**Exercise aim:** Return all lines in the data where the string "young" can be found.

Dataset excerpts:
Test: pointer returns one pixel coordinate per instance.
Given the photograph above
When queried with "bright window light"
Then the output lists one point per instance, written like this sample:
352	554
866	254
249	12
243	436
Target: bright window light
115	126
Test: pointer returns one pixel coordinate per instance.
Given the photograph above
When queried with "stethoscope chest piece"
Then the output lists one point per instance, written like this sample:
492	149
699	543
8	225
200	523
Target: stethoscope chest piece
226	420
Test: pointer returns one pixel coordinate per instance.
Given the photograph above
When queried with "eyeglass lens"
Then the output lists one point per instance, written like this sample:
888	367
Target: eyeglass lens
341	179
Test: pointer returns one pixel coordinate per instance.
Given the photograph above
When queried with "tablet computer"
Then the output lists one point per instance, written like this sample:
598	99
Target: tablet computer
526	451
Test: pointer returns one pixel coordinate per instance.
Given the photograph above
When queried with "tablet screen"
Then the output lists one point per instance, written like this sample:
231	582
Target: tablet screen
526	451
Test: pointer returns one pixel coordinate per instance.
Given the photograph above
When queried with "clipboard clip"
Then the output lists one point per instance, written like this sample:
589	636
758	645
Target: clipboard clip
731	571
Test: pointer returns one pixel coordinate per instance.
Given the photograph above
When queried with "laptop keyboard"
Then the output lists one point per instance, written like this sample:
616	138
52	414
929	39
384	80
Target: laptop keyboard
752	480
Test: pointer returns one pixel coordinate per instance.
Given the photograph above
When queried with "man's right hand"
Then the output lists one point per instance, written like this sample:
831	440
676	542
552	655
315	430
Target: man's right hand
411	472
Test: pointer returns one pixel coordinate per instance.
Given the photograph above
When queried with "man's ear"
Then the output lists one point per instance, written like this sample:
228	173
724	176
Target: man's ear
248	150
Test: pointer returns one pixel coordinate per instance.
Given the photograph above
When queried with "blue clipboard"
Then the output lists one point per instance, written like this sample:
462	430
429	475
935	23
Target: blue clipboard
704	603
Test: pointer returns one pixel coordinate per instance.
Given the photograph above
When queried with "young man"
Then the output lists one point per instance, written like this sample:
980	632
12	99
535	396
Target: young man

**The answer:**
When queried with "young man"
Target: young man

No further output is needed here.